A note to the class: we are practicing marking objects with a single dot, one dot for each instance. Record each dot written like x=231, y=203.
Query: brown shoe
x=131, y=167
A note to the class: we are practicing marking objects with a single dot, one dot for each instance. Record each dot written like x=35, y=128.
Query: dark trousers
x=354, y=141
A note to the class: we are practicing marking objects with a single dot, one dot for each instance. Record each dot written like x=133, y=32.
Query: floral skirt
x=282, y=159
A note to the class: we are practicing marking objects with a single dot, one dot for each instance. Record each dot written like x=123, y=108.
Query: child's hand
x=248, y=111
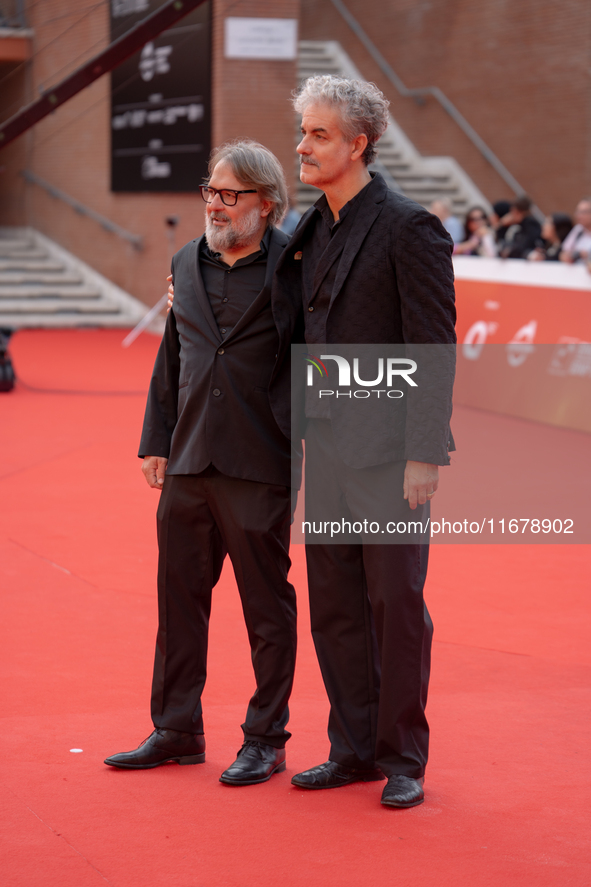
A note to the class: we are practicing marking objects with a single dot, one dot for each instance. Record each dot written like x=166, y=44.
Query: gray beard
x=236, y=235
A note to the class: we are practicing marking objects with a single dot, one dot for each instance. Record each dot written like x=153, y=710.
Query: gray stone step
x=58, y=277
x=22, y=253
x=56, y=305
x=43, y=285
x=28, y=264
x=47, y=291
x=405, y=169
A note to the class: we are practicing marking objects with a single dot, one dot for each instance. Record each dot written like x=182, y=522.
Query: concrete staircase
x=43, y=285
x=420, y=178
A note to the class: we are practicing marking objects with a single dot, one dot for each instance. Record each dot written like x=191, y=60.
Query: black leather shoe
x=160, y=747
x=403, y=791
x=333, y=775
x=256, y=762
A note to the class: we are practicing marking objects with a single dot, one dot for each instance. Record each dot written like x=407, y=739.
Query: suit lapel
x=198, y=286
x=365, y=218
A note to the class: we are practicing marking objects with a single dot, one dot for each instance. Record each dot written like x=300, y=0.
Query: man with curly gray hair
x=372, y=267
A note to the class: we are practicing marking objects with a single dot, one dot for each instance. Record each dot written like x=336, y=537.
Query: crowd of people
x=510, y=231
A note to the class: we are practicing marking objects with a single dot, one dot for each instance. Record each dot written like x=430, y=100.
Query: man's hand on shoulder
x=421, y=480
x=154, y=469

#### WHAT YOU HAVE TO DO
Rewrite all of the data above as a numbered list, one line per item, and drop the blank lines. Leave the pictures out of your answer.

#### RESPONSE BELOW
1. A note to the class: we are practicing marking objects with a single dot, one dot for each instance. Record each dot written like x=231, y=203.
2. Query: brown shoe
3. x=131, y=167
4. A note to the class: we are practicing marking objects with a single dot, one dot for each instance. Record each dot written like x=35, y=128.
5. Query: dark trousers
6. x=354, y=141
7. A note to the class: we are practicing marking objects with a single dot, one dot for each instance. Record each dot written like x=133, y=32.
8. Query: floral skirt
9. x=282, y=159
10. A note to the class: we are practicing marking objects with a single dot, one dot for each instance. Record each dot written like x=123, y=108.
11. Query: child's hand
12. x=248, y=111
13. A note to the class: we are practicing marking objects with a single dot, one dot for each instance. Record each dot written like x=166, y=44.
14. Query: gray beard
15. x=236, y=235
16. A note to the class: we are practicing marking objects with a single dot, one dot for each instance. Record each dot written like x=153, y=710.
17. Query: gray stone step
18. x=58, y=277
19. x=22, y=253
20. x=56, y=305
21. x=43, y=285
22. x=28, y=264
23. x=47, y=291
24. x=405, y=169
25. A note to the class: we are practicing marking objects with a single dot, one dot for each instance. Record each dot written like x=182, y=522.
26. Query: concrete staircase
27. x=43, y=285
28. x=420, y=178
29. A note to the class: we are practicing marking objects with a single dot, one dot for each instance. Record each dot written like x=191, y=60.
30. Query: black leather shoe
31. x=160, y=747
32. x=403, y=791
33. x=333, y=775
34. x=256, y=762
35. A note to the class: we are practicing marking objects with a single dot, one dot for each instance. Record each dot written like x=407, y=739.
36. Query: suit lapel
37. x=198, y=286
38. x=365, y=218
39. A note to the class: we are practicing marking objects with a single dot, one dot for each instance. Record each dot written like x=300, y=0.
40. Query: man with curly gray hair
41. x=372, y=267
42. A note to the class: we are practicing marking objects with a single dot, one dot for each instance. Record each dot written like x=336, y=537.
43. Query: crowd of people
44. x=510, y=231
45. A note to the class: we are practicing marking objects with a single dot, one dot for each instance. Record each dot written like x=430, y=100.
46. Query: man's hand on shoulder
47. x=421, y=480
48. x=154, y=469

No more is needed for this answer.